### WRITTEN EXERCISE
Everything from the line containing "of the blonde" through the final line of the records must be transcribed verbatim; nothing else belongs in the result.

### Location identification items
● ● ● ● ●
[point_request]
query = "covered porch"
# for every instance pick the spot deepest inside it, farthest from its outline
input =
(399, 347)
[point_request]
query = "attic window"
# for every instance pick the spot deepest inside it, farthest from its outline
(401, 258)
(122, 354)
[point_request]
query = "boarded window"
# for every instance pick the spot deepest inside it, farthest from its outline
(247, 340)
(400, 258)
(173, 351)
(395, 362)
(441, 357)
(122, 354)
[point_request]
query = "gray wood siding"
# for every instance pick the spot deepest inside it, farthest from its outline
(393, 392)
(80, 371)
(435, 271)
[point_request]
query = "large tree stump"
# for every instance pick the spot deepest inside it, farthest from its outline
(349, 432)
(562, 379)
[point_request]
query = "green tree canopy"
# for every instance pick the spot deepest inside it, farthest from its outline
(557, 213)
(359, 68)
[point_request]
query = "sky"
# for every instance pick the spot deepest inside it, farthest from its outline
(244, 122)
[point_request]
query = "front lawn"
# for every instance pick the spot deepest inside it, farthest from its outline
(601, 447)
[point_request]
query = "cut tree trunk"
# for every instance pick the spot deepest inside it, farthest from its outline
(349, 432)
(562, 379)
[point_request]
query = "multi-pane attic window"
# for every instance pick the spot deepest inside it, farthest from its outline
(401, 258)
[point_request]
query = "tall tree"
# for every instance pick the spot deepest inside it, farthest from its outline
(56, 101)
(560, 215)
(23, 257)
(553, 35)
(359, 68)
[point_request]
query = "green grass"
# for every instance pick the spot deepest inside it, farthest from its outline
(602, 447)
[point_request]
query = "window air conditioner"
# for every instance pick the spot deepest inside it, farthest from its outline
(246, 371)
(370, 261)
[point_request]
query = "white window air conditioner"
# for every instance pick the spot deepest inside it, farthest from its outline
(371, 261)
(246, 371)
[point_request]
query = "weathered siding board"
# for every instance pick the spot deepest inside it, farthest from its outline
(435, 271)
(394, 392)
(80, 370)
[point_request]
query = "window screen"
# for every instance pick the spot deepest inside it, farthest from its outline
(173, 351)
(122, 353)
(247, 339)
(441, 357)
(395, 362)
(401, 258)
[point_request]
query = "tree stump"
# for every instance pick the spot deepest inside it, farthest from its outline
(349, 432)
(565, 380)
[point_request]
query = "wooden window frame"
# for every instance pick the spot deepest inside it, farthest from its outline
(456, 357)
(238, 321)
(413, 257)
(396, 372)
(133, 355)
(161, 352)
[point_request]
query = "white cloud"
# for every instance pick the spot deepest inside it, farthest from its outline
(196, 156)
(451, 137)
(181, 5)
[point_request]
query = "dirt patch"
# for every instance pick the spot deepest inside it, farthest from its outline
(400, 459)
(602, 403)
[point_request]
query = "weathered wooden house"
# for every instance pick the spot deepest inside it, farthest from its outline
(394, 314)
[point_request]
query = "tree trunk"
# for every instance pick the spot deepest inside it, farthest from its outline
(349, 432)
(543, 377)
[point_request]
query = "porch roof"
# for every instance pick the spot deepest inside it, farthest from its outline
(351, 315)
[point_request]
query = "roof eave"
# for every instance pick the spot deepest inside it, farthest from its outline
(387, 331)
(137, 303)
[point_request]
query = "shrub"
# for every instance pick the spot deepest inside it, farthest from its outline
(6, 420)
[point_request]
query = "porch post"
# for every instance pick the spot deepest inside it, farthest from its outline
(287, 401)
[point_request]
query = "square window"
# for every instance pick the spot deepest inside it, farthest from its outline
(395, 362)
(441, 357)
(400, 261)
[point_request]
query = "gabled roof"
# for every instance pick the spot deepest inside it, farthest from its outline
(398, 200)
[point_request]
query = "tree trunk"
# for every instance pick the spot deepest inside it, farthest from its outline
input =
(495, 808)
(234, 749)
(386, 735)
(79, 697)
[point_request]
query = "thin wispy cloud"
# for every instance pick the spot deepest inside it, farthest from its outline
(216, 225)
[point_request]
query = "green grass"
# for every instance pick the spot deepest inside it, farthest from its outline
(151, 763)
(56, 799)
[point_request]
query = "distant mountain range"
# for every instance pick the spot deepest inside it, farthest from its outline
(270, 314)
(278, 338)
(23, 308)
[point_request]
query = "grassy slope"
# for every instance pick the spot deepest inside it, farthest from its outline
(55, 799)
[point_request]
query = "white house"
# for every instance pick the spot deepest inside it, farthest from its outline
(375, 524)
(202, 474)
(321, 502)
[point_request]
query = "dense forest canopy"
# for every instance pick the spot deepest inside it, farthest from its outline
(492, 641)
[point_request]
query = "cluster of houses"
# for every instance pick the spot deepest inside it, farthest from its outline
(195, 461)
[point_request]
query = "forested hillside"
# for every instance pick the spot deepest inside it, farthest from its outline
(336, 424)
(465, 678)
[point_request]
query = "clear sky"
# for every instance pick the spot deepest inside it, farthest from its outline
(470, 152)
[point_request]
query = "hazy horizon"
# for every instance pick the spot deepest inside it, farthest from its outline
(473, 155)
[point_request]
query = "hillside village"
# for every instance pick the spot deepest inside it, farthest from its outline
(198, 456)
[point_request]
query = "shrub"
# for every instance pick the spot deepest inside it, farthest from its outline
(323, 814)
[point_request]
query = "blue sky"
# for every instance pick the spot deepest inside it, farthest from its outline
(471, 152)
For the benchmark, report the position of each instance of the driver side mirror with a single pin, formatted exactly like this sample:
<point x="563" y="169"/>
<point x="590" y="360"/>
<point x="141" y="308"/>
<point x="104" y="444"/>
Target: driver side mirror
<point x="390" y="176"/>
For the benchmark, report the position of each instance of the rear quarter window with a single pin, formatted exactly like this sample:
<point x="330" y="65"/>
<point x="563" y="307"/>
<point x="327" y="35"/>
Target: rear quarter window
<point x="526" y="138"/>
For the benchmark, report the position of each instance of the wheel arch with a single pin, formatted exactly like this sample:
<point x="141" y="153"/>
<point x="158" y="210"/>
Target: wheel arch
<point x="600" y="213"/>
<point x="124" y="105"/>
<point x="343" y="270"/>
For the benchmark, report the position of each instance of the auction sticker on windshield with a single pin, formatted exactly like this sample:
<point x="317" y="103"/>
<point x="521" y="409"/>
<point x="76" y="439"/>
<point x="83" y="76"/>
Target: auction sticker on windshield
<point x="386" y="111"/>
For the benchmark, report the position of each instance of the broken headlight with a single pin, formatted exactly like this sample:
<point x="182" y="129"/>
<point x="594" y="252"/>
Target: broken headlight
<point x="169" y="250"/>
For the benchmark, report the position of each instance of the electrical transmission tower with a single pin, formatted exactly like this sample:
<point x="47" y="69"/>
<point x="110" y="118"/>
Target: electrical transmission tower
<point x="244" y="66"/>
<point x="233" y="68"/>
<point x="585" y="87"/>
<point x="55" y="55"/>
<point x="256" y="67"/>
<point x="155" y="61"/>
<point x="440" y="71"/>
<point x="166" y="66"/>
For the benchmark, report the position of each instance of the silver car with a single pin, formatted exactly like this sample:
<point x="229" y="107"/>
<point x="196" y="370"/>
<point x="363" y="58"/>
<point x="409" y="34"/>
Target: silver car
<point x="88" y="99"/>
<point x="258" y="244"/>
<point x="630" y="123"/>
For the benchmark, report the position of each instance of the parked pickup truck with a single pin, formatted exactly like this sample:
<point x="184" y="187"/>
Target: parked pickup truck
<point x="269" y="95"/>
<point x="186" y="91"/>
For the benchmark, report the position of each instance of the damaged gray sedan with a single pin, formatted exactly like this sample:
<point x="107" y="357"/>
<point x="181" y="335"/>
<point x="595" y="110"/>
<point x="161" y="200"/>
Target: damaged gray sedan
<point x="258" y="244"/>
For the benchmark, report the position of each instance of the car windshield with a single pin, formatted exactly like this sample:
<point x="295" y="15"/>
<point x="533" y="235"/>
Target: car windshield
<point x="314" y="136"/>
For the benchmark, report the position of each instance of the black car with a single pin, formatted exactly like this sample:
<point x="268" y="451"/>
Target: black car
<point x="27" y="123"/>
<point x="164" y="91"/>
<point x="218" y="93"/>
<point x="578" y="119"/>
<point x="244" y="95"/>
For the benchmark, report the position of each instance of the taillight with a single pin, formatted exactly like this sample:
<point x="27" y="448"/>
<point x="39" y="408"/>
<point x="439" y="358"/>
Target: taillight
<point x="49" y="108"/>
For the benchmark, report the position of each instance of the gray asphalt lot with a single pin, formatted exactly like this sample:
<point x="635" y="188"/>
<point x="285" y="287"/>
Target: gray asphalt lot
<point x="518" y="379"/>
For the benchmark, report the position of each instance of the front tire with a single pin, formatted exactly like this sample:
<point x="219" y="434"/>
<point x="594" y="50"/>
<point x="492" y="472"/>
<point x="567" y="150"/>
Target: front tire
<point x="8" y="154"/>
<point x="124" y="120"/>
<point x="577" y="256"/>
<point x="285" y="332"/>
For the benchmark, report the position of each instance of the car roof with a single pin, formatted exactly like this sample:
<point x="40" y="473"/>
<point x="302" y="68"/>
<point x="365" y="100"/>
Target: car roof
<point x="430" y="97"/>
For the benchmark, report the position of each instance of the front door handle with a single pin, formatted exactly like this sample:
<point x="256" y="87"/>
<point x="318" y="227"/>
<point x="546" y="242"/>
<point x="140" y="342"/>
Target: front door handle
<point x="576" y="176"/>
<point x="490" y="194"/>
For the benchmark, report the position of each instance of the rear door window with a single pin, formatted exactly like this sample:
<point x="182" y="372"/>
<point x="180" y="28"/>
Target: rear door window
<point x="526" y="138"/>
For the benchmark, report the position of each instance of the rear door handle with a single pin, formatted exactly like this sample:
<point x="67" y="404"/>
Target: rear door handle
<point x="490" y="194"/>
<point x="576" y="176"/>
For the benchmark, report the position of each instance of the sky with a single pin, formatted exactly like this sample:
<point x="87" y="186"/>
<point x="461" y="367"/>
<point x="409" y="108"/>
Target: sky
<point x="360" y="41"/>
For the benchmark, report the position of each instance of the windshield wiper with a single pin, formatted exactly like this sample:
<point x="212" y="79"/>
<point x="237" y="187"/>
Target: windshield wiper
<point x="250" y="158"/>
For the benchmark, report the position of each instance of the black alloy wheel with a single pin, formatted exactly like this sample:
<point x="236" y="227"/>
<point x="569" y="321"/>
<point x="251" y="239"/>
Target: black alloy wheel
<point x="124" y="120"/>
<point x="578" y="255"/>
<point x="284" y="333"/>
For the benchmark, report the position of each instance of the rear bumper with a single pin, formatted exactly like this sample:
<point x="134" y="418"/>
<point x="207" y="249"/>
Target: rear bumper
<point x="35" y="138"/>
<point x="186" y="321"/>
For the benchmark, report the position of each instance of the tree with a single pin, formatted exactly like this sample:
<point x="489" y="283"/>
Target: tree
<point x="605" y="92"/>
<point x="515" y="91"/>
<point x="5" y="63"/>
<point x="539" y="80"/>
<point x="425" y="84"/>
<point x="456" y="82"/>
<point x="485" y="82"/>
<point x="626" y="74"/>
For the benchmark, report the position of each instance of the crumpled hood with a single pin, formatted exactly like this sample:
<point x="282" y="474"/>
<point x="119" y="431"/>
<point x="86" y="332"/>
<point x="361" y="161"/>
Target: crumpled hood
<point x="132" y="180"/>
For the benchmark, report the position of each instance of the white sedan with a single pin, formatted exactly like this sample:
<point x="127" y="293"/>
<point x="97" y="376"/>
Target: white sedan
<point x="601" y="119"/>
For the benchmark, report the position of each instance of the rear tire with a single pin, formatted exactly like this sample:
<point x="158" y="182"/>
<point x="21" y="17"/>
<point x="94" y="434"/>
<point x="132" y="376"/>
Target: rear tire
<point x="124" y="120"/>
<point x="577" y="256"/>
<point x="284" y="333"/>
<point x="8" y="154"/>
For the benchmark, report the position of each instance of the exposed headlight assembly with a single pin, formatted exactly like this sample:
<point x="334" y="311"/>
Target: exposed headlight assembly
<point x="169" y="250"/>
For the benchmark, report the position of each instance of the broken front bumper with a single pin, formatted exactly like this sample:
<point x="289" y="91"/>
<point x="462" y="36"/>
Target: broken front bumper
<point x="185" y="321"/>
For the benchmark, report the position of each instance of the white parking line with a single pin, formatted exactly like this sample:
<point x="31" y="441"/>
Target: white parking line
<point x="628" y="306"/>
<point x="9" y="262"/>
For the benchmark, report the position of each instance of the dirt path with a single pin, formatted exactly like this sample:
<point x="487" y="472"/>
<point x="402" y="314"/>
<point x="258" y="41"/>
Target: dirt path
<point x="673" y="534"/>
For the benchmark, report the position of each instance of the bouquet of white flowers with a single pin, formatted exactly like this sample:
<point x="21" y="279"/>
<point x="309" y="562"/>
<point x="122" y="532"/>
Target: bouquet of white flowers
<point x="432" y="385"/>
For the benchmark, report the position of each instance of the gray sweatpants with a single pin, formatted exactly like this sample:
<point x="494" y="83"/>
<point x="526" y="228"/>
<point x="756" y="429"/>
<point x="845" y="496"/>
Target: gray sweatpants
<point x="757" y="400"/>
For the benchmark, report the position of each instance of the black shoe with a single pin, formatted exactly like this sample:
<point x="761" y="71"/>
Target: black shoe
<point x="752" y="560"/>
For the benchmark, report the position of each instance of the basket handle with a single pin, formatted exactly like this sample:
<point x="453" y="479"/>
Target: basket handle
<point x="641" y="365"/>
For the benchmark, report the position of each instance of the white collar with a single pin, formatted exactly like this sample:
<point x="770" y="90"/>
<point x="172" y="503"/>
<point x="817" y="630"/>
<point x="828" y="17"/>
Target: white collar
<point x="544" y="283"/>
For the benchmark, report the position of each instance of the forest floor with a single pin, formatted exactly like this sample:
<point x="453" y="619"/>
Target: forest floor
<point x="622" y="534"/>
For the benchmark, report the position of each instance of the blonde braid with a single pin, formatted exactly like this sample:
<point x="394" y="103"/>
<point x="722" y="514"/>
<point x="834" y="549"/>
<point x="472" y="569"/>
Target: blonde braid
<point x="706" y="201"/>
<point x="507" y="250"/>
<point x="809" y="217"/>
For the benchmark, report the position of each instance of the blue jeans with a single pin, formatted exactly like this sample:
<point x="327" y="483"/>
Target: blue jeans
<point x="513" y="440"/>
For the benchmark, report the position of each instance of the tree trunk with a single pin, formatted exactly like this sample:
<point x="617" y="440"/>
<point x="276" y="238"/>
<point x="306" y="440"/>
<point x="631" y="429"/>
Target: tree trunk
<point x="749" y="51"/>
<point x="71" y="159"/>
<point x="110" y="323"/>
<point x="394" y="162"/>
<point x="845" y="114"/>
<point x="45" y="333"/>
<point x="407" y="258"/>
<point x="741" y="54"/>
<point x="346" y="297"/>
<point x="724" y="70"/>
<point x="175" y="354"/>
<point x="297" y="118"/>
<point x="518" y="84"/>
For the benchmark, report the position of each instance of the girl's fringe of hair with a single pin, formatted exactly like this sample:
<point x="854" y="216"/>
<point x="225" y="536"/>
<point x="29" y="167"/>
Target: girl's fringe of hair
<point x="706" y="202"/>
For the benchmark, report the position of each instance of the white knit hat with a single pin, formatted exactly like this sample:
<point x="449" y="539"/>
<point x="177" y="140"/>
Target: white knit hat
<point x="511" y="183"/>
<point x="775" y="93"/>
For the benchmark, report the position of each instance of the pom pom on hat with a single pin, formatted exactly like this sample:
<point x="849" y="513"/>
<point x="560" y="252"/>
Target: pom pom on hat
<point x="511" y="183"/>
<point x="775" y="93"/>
● ● ● ● ●
### EXERCISE SOLUTION
For the benchmark, report the position of each instance of the blonde braid with a single pin, formatted exactly like this sample:
<point x="394" y="103"/>
<point x="722" y="514"/>
<point x="834" y="549"/>
<point x="472" y="569"/>
Target: blonde braid
<point x="706" y="201"/>
<point x="507" y="250"/>
<point x="809" y="217"/>
For the benchmark, report the position of each instance of the blue jeans with a single pin, formatted exactly like this sample:
<point x="327" y="483"/>
Target: blue jeans
<point x="513" y="440"/>
For the benchmark, report the position of each instance of the tree trunk with a single pin, formatted exactly like this sample:
<point x="617" y="440"/>
<point x="276" y="238"/>
<point x="306" y="440"/>
<point x="631" y="429"/>
Target: tree trunk
<point x="749" y="51"/>
<point x="71" y="159"/>
<point x="110" y="323"/>
<point x="394" y="162"/>
<point x="845" y="114"/>
<point x="45" y="333"/>
<point x="407" y="258"/>
<point x="741" y="54"/>
<point x="346" y="297"/>
<point x="724" y="70"/>
<point x="175" y="354"/>
<point x="297" y="118"/>
<point x="518" y="84"/>
For the benchmark, report the position of each instance of the girl's fringe of hair with a single pin, formatted exactly like this sample:
<point x="854" y="216"/>
<point x="225" y="536"/>
<point x="29" y="167"/>
Target: girl's fringe of hair
<point x="706" y="202"/>
For the benchmark, report the position of each instance of the white knit hat with a single pin, formatted exactly like this sample:
<point x="449" y="539"/>
<point x="177" y="140"/>
Target: white knit hat
<point x="511" y="183"/>
<point x="775" y="93"/>
For the benchmark, report the position of each instance of the pom pom on hat with a single pin, formatted exactly like this sample:
<point x="849" y="513"/>
<point x="560" y="252"/>
Target: pom pom on hat
<point x="511" y="183"/>
<point x="775" y="93"/>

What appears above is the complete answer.